### ページ抜粋

ホーム > 青年漫画 > ビッグコミックスペリオール > 幽麗塔

7.6点(レビュー数:5人)

作者乃木坂太郎

巻数9巻 (完結)

連載誌ビッグコミックスペリオール:2011年~ / 小学館

更新時刻 2011-12-03 00:14:19

あらすじ 犯人は、幽霊なのか、人なのか……時は昭和29年、舞台は神戸。ニートの天野は、幽霊塔と呼ばれる時計塔で、白い何者かに襲われ死の寸前、謎の美青年・テツオに救われる。テツオは曰く「幽霊塔の財宝探しを手伝えば、金も名誉も手に入る」。しかしテツオの正体は、男を装う女であり、その名も偽名であった……

シェア
Check

幽麗塔のレビュー

点数別:
1件~ 5件を表示/全5 件

6点 shunさん

[ネタバレあり]

評価することが難しい作品。
終始一貫した敵である死番虫の不気味さや、強敵さを終盤まで構築できたのに、
二話ほどで手放す謎展開。まるで死番虫の正体が消去法で決まってバツが悪いかのような幕引き方。
終盤から性的マイノリティの話にシフトチェンジして誤魔化しているような印象で、
サスペンスとしてかなり物足りない。中盤も必要性を感じないケシ栽培の村の話でダレるし、
週間連載が故のブレなのかなと感じた。

### 作業項目
上の幽麗塔のページから、「終始一貫した敵である死番虫の不気味さや、強敵さを終盤まで構築できたのに、」で始まり「週間連載が故のブレなのかなと感じた。」で終わる部分を、一字一句変えずに書き写してもらえますか？

[データセットの行]
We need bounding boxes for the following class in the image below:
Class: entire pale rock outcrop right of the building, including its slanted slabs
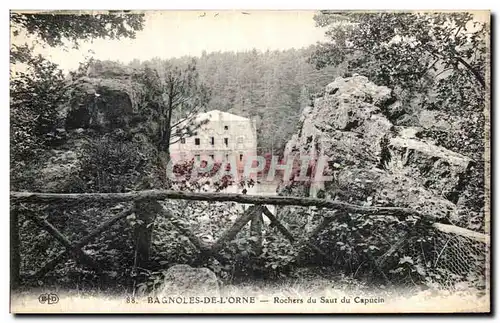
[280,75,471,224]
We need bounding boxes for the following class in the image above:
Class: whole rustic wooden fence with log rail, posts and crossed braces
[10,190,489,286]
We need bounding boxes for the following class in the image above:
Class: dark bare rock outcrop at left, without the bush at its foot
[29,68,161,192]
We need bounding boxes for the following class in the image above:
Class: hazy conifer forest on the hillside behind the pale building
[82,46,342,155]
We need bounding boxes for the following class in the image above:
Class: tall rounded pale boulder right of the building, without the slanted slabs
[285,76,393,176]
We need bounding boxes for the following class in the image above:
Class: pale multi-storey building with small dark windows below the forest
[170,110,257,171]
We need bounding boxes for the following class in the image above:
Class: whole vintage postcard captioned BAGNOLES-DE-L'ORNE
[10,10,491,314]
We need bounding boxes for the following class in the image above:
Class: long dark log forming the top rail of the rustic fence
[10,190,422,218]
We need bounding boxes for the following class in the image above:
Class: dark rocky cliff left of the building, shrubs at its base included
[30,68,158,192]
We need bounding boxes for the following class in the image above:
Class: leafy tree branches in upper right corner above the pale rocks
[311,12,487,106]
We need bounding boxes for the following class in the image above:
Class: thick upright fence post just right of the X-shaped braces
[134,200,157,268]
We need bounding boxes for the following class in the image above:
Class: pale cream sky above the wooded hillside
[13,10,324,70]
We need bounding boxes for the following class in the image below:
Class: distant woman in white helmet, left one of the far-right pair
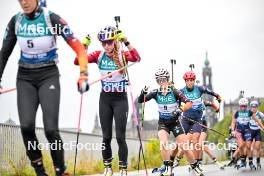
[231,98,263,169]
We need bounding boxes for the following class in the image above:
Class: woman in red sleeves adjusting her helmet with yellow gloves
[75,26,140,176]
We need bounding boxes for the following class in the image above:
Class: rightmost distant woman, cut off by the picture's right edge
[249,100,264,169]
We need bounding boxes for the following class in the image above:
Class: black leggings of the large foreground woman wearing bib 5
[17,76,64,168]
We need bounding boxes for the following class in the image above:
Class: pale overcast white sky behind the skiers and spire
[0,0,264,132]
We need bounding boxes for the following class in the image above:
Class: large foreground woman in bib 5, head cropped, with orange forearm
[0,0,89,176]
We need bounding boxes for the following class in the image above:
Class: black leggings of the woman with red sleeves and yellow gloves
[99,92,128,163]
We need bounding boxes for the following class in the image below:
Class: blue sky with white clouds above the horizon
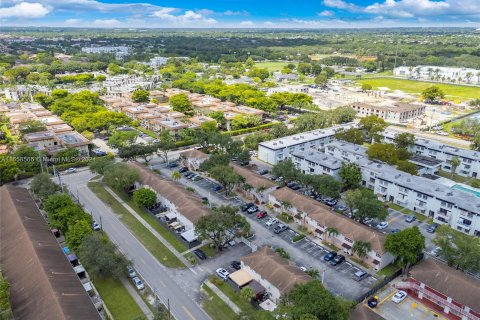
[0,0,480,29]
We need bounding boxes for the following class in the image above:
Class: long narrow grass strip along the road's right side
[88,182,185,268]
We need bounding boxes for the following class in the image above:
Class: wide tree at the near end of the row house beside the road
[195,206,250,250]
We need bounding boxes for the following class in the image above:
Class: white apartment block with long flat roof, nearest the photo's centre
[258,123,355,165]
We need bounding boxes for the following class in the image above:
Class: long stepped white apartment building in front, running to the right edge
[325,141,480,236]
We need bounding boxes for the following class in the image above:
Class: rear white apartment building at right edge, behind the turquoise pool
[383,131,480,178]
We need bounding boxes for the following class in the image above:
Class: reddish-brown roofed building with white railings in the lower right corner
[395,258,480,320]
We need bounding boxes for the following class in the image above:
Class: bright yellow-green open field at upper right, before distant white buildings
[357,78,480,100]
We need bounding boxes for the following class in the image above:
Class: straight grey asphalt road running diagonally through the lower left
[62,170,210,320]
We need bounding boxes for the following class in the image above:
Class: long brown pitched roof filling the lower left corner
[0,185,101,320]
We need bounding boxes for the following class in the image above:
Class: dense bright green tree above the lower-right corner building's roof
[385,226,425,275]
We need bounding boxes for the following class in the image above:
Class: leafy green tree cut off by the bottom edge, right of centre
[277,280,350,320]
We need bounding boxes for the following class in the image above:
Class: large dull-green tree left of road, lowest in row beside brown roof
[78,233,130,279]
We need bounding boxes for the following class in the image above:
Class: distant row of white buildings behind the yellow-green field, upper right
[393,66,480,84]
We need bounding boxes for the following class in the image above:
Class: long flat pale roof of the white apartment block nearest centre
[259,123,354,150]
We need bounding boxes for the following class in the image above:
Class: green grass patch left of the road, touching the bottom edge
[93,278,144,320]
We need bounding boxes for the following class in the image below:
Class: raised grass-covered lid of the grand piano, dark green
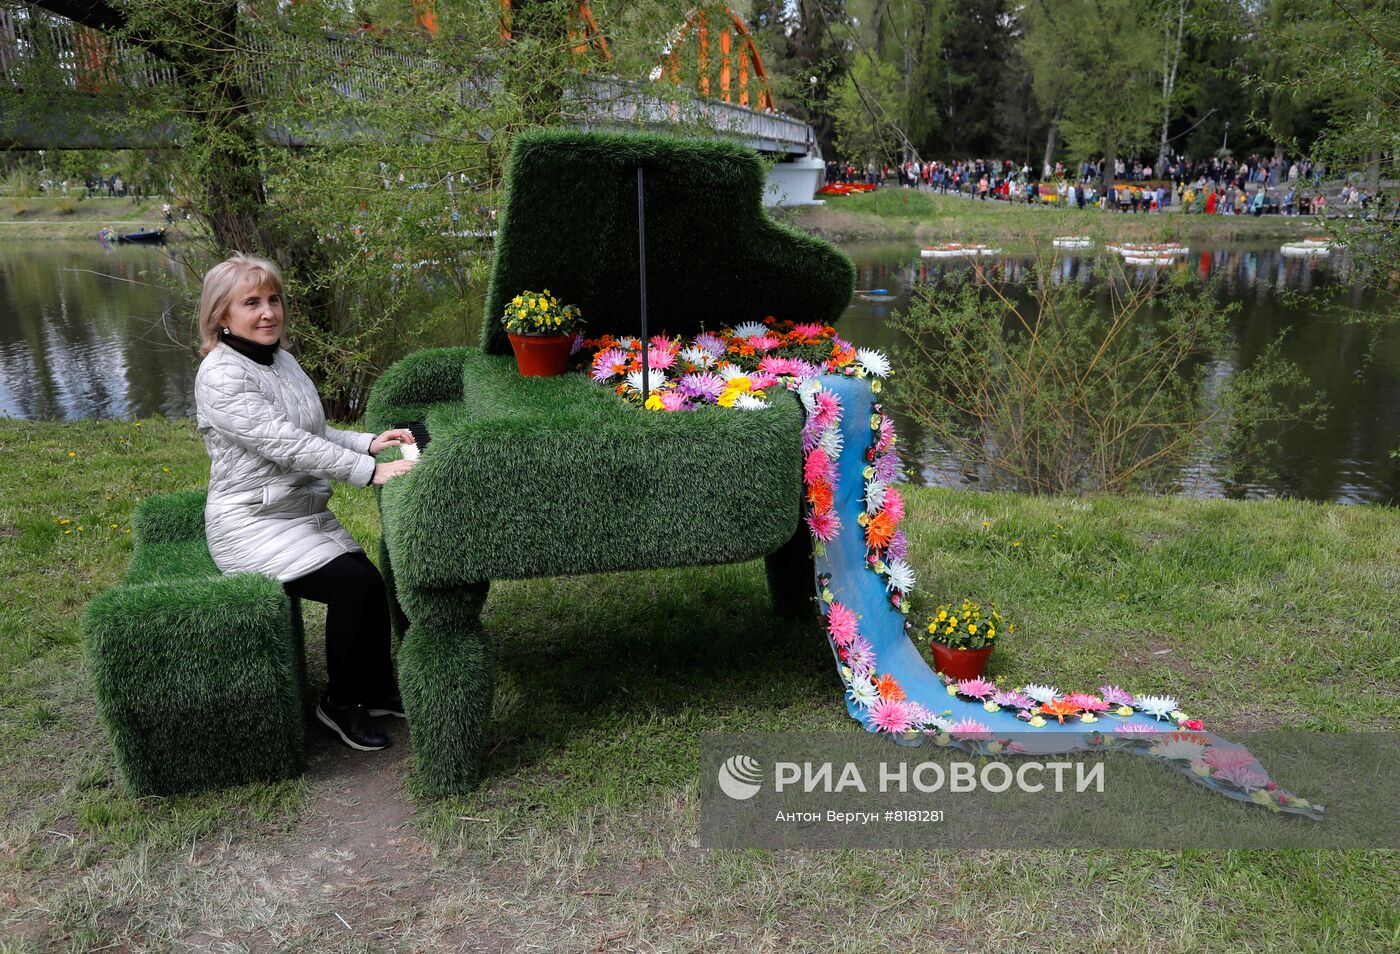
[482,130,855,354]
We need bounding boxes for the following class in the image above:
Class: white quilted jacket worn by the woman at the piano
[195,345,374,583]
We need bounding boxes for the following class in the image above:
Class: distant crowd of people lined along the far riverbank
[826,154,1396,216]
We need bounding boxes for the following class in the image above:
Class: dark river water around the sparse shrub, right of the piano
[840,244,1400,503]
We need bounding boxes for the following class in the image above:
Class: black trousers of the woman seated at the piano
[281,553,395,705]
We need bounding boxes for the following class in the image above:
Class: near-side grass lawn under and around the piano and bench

### 解答
終始一貫した敵である死番虫の不気味さや、強敵さを終盤まで構築できたのに、
二話ほどで手放す謎展開。まるで死番虫の正体が消去法で決まってバツが悪いかのような幕引き方。
終盤から性的マイノリティの話にシフトチェンジして誤魔化しているような印象で、
サスペンスとしてかなり物足りない。中盤も必要性を感じないケシ栽培の村の話でダレるし、
週間連載が故のブレなのかなと感じた。